**RECORDS FOR THIS EXERCISE**:

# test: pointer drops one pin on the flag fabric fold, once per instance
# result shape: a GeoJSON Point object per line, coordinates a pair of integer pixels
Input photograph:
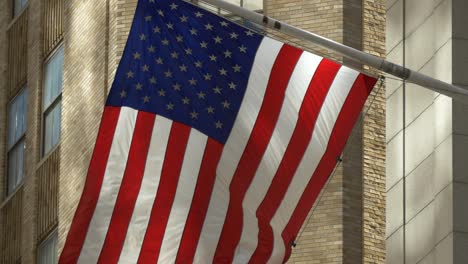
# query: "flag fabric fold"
{"type": "Point", "coordinates": [214, 143]}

**WHAT YOU HAVE TO DO**:
Rewrite the material with every "flag fabric fold" swapped for "crease in the flag", keeping everything else the same and leaving out the pictures.

**TASK RESPONSE**:
# test: pointer drops one pin on the crease in the flag, once per instance
# result shape: a GeoJSON Point object per line, coordinates a pair of integer pixels
Input photograph:
# query: "crease in the flag"
{"type": "Point", "coordinates": [214, 143]}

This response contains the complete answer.